→ Instrucciones:
Reproduce sin ningún cambio todas las líneas de los datos que siguen.

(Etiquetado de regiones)
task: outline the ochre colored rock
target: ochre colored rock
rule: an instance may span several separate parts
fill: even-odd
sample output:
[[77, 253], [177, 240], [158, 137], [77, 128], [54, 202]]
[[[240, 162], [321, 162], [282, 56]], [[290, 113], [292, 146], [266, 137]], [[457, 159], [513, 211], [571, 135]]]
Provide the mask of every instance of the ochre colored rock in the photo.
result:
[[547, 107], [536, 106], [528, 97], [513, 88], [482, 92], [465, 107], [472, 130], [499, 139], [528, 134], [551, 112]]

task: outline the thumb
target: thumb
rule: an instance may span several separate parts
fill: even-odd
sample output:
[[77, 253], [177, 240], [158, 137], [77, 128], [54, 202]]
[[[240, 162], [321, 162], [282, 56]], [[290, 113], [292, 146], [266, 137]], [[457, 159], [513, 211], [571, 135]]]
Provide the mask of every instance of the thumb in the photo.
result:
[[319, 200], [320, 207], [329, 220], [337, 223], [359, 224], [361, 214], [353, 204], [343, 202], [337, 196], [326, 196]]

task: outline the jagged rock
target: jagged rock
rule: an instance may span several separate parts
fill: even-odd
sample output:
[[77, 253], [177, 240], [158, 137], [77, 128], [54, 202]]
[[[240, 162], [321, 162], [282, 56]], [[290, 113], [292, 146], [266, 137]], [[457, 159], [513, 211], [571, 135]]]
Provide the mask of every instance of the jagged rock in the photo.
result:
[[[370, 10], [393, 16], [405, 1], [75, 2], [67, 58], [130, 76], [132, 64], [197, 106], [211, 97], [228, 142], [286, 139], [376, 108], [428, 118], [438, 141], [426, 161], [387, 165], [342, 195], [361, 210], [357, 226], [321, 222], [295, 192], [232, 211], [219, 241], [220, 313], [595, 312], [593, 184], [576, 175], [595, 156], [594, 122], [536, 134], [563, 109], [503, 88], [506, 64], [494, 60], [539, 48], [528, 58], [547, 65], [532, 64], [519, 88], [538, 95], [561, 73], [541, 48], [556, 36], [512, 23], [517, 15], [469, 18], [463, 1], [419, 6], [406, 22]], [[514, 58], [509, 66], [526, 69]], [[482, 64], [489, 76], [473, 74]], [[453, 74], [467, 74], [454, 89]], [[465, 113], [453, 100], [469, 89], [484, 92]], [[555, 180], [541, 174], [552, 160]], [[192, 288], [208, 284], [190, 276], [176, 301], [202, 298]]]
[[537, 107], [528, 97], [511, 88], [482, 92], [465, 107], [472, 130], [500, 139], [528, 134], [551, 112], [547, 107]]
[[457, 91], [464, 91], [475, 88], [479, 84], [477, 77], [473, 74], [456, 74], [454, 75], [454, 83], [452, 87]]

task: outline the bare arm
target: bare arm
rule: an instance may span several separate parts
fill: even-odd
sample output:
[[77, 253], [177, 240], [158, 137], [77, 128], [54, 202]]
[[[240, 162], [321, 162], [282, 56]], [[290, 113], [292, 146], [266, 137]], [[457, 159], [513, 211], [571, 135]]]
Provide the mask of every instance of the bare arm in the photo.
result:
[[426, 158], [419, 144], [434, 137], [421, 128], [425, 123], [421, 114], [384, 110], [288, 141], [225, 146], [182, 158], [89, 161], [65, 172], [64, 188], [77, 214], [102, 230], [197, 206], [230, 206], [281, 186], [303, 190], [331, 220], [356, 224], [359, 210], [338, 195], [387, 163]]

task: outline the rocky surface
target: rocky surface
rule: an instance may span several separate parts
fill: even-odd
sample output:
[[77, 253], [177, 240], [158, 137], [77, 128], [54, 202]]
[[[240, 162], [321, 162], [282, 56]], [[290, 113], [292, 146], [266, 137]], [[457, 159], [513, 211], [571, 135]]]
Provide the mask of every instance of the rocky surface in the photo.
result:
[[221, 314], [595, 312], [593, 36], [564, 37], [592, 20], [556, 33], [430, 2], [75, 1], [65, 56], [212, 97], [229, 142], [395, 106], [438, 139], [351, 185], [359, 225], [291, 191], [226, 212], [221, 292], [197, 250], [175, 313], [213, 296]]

→ Resultado correcto:
task: outline the ochre colored rock
target: ochre colored rock
rule: an instance may span several separate parts
fill: even-odd
sample output:
[[77, 253], [177, 240], [158, 137], [77, 128], [54, 202]]
[[[240, 162], [321, 162], [282, 56]], [[290, 113], [292, 146], [266, 137]], [[457, 159], [513, 211], [571, 135]]]
Provide the mask of every instance of the ochre colored rock in the photo.
result:
[[547, 107], [536, 106], [528, 97], [513, 88], [482, 92], [465, 107], [472, 130], [499, 139], [528, 134], [551, 112]]

task: outline the thumb
target: thumb
rule: an instance may span several separate parts
fill: even-odd
sample output:
[[77, 253], [177, 240], [158, 137], [77, 128], [54, 202]]
[[[240, 162], [321, 162], [282, 56]], [[290, 113], [292, 146], [266, 137]], [[457, 159], [513, 211], [571, 135]]]
Provide the mask of every instance of the thumb in the photo.
result:
[[319, 200], [320, 207], [329, 220], [337, 223], [359, 224], [361, 214], [353, 204], [343, 202], [337, 196], [326, 196]]

task: outline the jagged rock
target: jagged rock
rule: an instance may span several separate parts
fill: even-odd
sample output:
[[77, 253], [177, 240], [158, 137], [77, 128], [54, 202]]
[[[240, 162], [321, 162], [282, 56]], [[290, 113], [292, 146], [266, 137]], [[457, 159], [513, 211], [571, 135]]]
Provide the mask of every instance of the jagged rock in the photo.
result:
[[[370, 10], [393, 16], [405, 1], [75, 2], [67, 58], [130, 76], [132, 64], [197, 106], [211, 97], [228, 142], [286, 139], [376, 108], [428, 118], [438, 141], [426, 161], [387, 165], [342, 195], [361, 210], [357, 226], [321, 222], [295, 192], [232, 211], [219, 241], [220, 313], [595, 312], [593, 184], [576, 175], [595, 156], [594, 122], [536, 134], [563, 109], [503, 88], [506, 64], [494, 60], [539, 48], [528, 58], [547, 65], [532, 64], [519, 88], [538, 95], [561, 73], [541, 48], [556, 36], [512, 23], [517, 15], [469, 18], [463, 1], [419, 6], [406, 22]], [[514, 58], [509, 66], [526, 69]], [[482, 64], [489, 76], [473, 74]], [[453, 74], [467, 74], [454, 89]], [[465, 113], [453, 100], [469, 89], [484, 92]], [[555, 180], [541, 174], [552, 160]], [[192, 288], [208, 284], [190, 276], [176, 301], [202, 298]]]
[[537, 107], [528, 97], [511, 88], [482, 92], [465, 107], [472, 130], [500, 139], [528, 134], [551, 112], [547, 107]]
[[457, 91], [464, 91], [475, 88], [479, 84], [477, 77], [473, 74], [456, 74], [454, 75], [454, 83], [452, 87]]

task: outline the bare arm
target: bare arm
rule: an instance may span several separate parts
fill: even-odd
sample output:
[[77, 253], [177, 240], [158, 137], [77, 128], [54, 202]]
[[[240, 162], [321, 162], [282, 56]], [[290, 113], [292, 146], [266, 137]], [[457, 159], [513, 211], [571, 135]]]
Provide the mask of every instance of the bare arm in the photo.
result:
[[426, 158], [419, 144], [434, 137], [421, 128], [425, 123], [421, 114], [384, 110], [288, 141], [225, 146], [182, 158], [89, 161], [65, 172], [64, 188], [77, 214], [102, 230], [197, 206], [230, 206], [281, 186], [303, 190], [331, 220], [356, 224], [359, 210], [338, 195], [387, 163]]

task: outline the rocky surface
target: rocky surface
rule: an instance may span several separate parts
fill: even-odd
sample output:
[[77, 253], [177, 240], [158, 137], [77, 128], [54, 202]]
[[[240, 162], [321, 162], [282, 56]], [[290, 113], [292, 146], [266, 137]], [[457, 159], [513, 211], [571, 135]]]
Provide the mask of every instance of the rocky surface in the photo.
result:
[[221, 314], [595, 312], [593, 36], [564, 37], [592, 20], [556, 33], [430, 2], [75, 1], [65, 56], [212, 97], [229, 142], [395, 106], [438, 139], [351, 185], [359, 225], [291, 191], [226, 212], [221, 292], [197, 250], [175, 313], [213, 296]]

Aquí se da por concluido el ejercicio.